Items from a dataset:
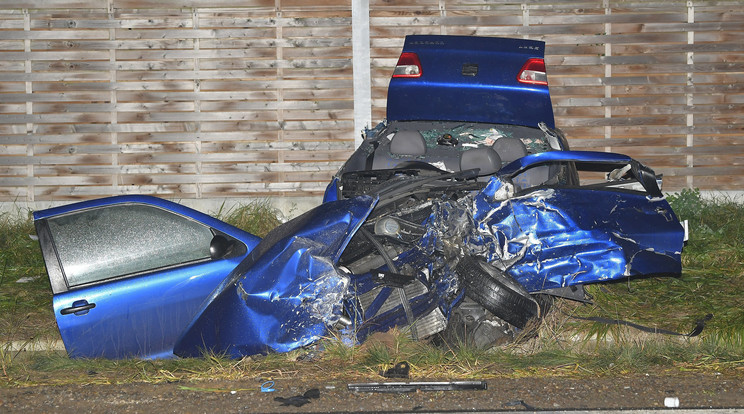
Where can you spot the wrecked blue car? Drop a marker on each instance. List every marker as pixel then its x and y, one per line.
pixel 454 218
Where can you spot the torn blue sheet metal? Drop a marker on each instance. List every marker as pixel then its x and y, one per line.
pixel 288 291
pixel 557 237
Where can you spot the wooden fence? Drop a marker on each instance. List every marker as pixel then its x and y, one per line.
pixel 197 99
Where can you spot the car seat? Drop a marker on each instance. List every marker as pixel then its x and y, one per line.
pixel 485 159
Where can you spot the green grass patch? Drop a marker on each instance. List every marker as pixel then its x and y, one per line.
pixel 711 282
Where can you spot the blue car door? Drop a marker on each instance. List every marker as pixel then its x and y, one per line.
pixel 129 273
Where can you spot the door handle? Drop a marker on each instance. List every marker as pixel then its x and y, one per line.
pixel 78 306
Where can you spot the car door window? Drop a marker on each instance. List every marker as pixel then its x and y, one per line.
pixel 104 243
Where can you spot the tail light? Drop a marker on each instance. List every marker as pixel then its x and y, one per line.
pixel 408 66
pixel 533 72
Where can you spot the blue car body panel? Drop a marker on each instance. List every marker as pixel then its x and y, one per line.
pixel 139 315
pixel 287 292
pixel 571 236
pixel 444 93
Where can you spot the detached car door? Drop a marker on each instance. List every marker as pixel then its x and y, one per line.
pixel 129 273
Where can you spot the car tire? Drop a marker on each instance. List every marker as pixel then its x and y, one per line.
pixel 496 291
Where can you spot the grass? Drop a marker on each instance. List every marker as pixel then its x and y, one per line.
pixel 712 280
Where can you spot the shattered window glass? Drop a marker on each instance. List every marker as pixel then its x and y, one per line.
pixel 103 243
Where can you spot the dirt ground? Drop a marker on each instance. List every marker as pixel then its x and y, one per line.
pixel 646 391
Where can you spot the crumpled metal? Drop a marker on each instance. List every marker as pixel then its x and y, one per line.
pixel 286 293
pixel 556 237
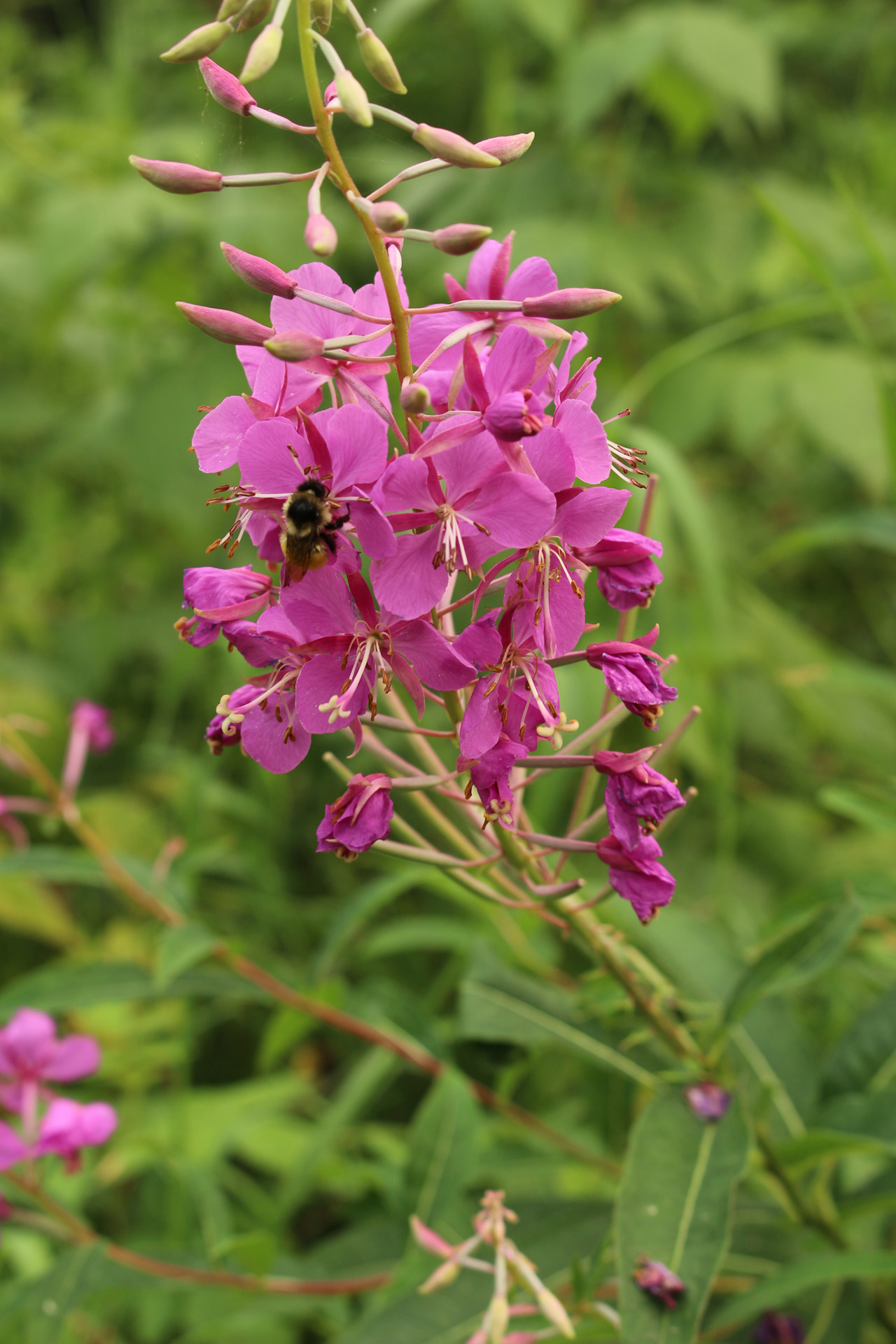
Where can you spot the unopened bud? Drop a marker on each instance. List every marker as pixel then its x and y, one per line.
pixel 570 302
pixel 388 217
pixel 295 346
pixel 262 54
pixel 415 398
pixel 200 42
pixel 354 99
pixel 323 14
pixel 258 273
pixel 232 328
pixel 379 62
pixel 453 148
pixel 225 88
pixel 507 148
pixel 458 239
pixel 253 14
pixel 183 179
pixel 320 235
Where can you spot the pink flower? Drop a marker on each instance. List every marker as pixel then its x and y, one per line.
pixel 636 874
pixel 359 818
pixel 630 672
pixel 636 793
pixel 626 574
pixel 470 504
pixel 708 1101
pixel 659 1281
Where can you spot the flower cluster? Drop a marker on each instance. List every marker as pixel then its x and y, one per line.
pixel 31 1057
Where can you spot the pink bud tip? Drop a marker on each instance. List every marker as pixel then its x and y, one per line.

## Exercise details
Reproduce the records word for word, beginning at the start and continuing through the line that contains "pixel 557 237", with both ends included. Leave the pictures out of your answer.

## Result for this task
Where can you spot the wrecked blue car? Drop a marker on each instance. List every marker as pixel then its x and y, one per line.
pixel 454 218
Where can you spot the torn blue sheet metal? Drop a marker on each instance. List every marker as pixel then its x and y, one per line.
pixel 288 291
pixel 557 237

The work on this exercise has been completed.